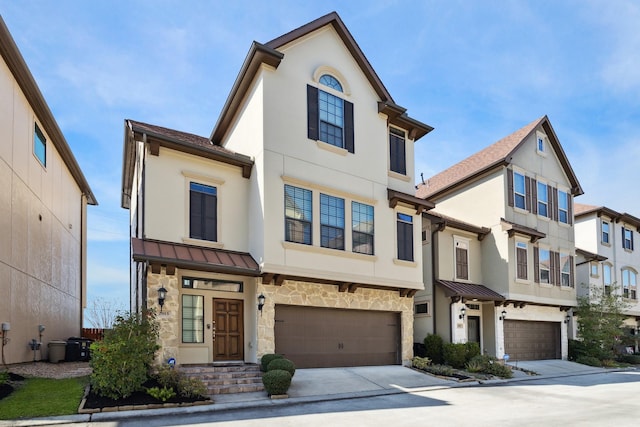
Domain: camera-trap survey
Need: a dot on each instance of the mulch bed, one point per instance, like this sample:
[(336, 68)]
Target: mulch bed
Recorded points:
[(93, 401)]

_WHAT TO WORK ON_
Convert every line of the listing above into a Markdown table with the columns "Row" and "Line," numbering the rows in order. Leave out blank lines and any line that stands for a picture.

_RESULT_
| Row | Line |
|---|---|
| 1 | Domain: camera-trap survey |
| 2 | Need: a dot on each instance of the mulch bed, one point per instance, like this sample: |
| 3 | [(336, 68)] |
| 4 | Target: mulch bed |
| 5 | Recorded points: |
| 6 | [(93, 401)] |